- **Objective**: Every record should be copied exactly, except that pictures are to be omitted.
· · · · · · ·
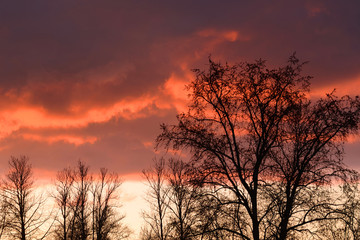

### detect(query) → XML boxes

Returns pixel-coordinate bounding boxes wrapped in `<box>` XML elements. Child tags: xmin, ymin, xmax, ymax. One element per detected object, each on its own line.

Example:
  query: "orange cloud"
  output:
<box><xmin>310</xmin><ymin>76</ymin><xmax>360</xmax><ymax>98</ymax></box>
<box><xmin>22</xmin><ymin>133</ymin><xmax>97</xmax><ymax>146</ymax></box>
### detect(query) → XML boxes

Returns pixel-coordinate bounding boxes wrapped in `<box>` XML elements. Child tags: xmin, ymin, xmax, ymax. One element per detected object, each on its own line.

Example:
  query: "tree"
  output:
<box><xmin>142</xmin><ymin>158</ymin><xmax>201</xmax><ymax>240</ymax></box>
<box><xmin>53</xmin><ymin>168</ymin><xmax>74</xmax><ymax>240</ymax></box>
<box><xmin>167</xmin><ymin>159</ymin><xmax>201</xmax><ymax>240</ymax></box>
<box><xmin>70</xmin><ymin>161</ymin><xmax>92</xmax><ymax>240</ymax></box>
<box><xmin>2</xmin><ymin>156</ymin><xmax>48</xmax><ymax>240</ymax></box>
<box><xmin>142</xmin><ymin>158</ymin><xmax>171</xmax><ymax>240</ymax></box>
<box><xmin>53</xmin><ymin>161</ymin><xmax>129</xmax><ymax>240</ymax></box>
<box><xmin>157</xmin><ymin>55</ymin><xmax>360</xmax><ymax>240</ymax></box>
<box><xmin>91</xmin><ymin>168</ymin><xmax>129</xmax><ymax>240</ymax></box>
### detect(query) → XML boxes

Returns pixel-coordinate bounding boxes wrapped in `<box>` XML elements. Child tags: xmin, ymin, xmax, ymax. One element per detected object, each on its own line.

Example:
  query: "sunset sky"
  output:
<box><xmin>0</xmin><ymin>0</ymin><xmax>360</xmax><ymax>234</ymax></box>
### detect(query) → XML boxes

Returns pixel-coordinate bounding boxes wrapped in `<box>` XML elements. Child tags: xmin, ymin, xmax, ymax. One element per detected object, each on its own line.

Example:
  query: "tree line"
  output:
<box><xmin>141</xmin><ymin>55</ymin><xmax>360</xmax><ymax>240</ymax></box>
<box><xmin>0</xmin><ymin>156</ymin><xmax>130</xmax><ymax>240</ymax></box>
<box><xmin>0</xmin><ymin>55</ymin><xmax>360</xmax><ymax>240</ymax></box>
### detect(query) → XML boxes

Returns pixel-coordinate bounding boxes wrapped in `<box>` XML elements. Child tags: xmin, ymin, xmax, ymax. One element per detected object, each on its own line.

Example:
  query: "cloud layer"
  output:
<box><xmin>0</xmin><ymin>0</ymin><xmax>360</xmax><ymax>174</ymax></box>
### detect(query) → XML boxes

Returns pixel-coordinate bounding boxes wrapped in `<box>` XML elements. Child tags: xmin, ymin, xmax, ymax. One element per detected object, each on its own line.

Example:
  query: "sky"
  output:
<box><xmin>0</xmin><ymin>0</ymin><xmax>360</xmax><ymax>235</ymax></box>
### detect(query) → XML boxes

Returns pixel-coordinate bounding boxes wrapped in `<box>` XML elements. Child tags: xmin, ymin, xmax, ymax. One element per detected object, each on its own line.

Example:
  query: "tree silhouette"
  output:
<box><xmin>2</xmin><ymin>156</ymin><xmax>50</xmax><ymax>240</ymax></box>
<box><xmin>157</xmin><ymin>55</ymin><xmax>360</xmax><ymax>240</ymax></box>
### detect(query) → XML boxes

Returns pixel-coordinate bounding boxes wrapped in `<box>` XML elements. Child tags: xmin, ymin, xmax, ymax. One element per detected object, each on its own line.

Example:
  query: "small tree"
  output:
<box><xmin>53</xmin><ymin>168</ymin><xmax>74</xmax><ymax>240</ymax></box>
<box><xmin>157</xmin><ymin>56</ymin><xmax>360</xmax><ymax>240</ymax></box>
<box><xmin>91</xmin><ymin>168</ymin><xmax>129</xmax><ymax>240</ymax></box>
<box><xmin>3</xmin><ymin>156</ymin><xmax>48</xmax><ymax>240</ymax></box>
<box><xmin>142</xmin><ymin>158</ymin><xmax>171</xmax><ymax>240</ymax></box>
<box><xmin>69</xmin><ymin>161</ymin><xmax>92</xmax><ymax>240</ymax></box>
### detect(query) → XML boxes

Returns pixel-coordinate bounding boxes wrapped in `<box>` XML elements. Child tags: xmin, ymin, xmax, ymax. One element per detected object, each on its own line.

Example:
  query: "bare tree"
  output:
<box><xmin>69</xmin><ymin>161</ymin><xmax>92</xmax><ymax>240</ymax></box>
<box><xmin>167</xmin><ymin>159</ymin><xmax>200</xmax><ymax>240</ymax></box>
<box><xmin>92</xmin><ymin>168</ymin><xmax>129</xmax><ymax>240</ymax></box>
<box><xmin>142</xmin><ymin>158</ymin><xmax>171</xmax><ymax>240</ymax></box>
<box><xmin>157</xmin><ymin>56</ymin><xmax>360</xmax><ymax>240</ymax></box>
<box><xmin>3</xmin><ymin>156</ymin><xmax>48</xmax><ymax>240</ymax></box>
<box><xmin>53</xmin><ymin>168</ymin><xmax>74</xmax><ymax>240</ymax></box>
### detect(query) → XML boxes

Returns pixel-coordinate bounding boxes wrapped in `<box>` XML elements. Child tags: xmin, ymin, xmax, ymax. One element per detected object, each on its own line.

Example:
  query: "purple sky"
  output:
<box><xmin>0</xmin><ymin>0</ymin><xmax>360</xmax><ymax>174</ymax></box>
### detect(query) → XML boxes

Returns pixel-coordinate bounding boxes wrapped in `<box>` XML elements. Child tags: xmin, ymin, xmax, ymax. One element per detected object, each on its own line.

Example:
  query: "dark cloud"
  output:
· · · · · · ·
- **Exercise result**:
### detect(query) → XML boxes

Returns pixel-coordinate bounding boxes wrapped in `<box>` XML elements. Child tags: xmin, ymin, xmax, ymax. One element per detected object, each on its own line.

Example:
  query: "orange cloud"
  output:
<box><xmin>310</xmin><ymin>76</ymin><xmax>360</xmax><ymax>98</ymax></box>
<box><xmin>22</xmin><ymin>133</ymin><xmax>97</xmax><ymax>146</ymax></box>
### detect(query) → XML boxes

Returns pixel-coordinate bounding boxes wrapped in `<box>` XML elements. Child tags: xmin, ymin, xmax, ymax. One element per detected object, each on its own line.

Example:
  query: "tree"
  output:
<box><xmin>142</xmin><ymin>158</ymin><xmax>201</xmax><ymax>240</ymax></box>
<box><xmin>53</xmin><ymin>168</ymin><xmax>74</xmax><ymax>240</ymax></box>
<box><xmin>167</xmin><ymin>159</ymin><xmax>201</xmax><ymax>240</ymax></box>
<box><xmin>70</xmin><ymin>161</ymin><xmax>92</xmax><ymax>240</ymax></box>
<box><xmin>2</xmin><ymin>156</ymin><xmax>48</xmax><ymax>240</ymax></box>
<box><xmin>142</xmin><ymin>158</ymin><xmax>171</xmax><ymax>240</ymax></box>
<box><xmin>53</xmin><ymin>161</ymin><xmax>129</xmax><ymax>240</ymax></box>
<box><xmin>157</xmin><ymin>55</ymin><xmax>360</xmax><ymax>240</ymax></box>
<box><xmin>91</xmin><ymin>168</ymin><xmax>129</xmax><ymax>240</ymax></box>
### detect(query) → XML boxes

Returns pixel-coordinate bounding boxes wrapped in `<box>` XML elements. Child tags: xmin, ymin, xmax, ymax. One element per detected object, each on its own line.

Example:
  query: "sunset sky"
  output:
<box><xmin>0</xmin><ymin>0</ymin><xmax>360</xmax><ymax>234</ymax></box>
### detect(query) → XML boxes

Returns pixel-coordinate bounding boxes wrapped in `<box>` XML elements. Child tags: xmin, ymin, xmax, ymax. One element per detected object, each on its own line.

Example:
  query: "tree line"
  output:
<box><xmin>141</xmin><ymin>55</ymin><xmax>360</xmax><ymax>240</ymax></box>
<box><xmin>0</xmin><ymin>156</ymin><xmax>130</xmax><ymax>240</ymax></box>
<box><xmin>0</xmin><ymin>55</ymin><xmax>360</xmax><ymax>240</ymax></box>
### detect(query) → XML boxes

Returns pixel-coordinate bounding boxes wrapped in `<box>` XML elements. Child tags: xmin, ymin, xmax, ymax. One element per detected object, each on its own line.

Example:
  query: "cloud layer"
  output:
<box><xmin>0</xmin><ymin>0</ymin><xmax>360</xmax><ymax>174</ymax></box>
### detect(query) → XML boxes

Returns pixel-coordinate bounding boxes wrapped in `<box>` XML elements. Child tags: xmin, ymin, xmax, ymax. One element per detected object, each on its own line.

Example:
  query: "sky"
  output:
<box><xmin>0</xmin><ymin>0</ymin><xmax>360</xmax><ymax>235</ymax></box>
### detect(query) → XML boxes

Returns pixel-coordinate bounding boxes wrapped in `<box>` XML elements. Child tags: xmin, ymin, xmax, ymax. One element per detected object, each on its own line.

Example:
  query: "tree silhouette"
  output:
<box><xmin>2</xmin><ymin>156</ymin><xmax>50</xmax><ymax>240</ymax></box>
<box><xmin>157</xmin><ymin>55</ymin><xmax>360</xmax><ymax>240</ymax></box>
### detect(query) → XML boxes

Returns pixel-coordinate bounding boxes wrapped in `<box>` XML elements. Child tags: xmin, ymin, xmax, ymax. One element per detected object, each on its own line.

Example:
  query: "small tree"
  output:
<box><xmin>53</xmin><ymin>168</ymin><xmax>74</xmax><ymax>240</ymax></box>
<box><xmin>157</xmin><ymin>56</ymin><xmax>360</xmax><ymax>240</ymax></box>
<box><xmin>91</xmin><ymin>168</ymin><xmax>129</xmax><ymax>240</ymax></box>
<box><xmin>3</xmin><ymin>156</ymin><xmax>48</xmax><ymax>240</ymax></box>
<box><xmin>142</xmin><ymin>158</ymin><xmax>171</xmax><ymax>240</ymax></box>
<box><xmin>69</xmin><ymin>161</ymin><xmax>92</xmax><ymax>240</ymax></box>
### detect(query) → XML boxes

Returns pixel-coordinate bounding boxes wrapped in `<box>` XML elements. Child tags: xmin, ymin, xmax, ymax. One element per detected object, each on its own line.

Example:
  query: "bare tree"
  output:
<box><xmin>69</xmin><ymin>161</ymin><xmax>92</xmax><ymax>240</ymax></box>
<box><xmin>167</xmin><ymin>159</ymin><xmax>200</xmax><ymax>240</ymax></box>
<box><xmin>92</xmin><ymin>168</ymin><xmax>129</xmax><ymax>240</ymax></box>
<box><xmin>142</xmin><ymin>158</ymin><xmax>171</xmax><ymax>240</ymax></box>
<box><xmin>157</xmin><ymin>56</ymin><xmax>360</xmax><ymax>240</ymax></box>
<box><xmin>3</xmin><ymin>156</ymin><xmax>48</xmax><ymax>240</ymax></box>
<box><xmin>53</xmin><ymin>168</ymin><xmax>74</xmax><ymax>240</ymax></box>
### detect(query) → XML boxes

Returns pixel-coordinate bounding boxes wrapped in `<box>` XML elements. Child tags: xmin, ymin, xmax, ymax. One element per detected object, each on its own line.

Example:
  query: "purple sky"
  output:
<box><xmin>0</xmin><ymin>0</ymin><xmax>360</xmax><ymax>174</ymax></box>
### detect(query) → XML boxes

Returns pixel-coordinate bounding boxes wrapped in `<box>` XML elements. Child tags: xmin, ymin, xmax, ymax. One element per detected object, each on its own line.

Example:
  query: "dark cloud"
  output:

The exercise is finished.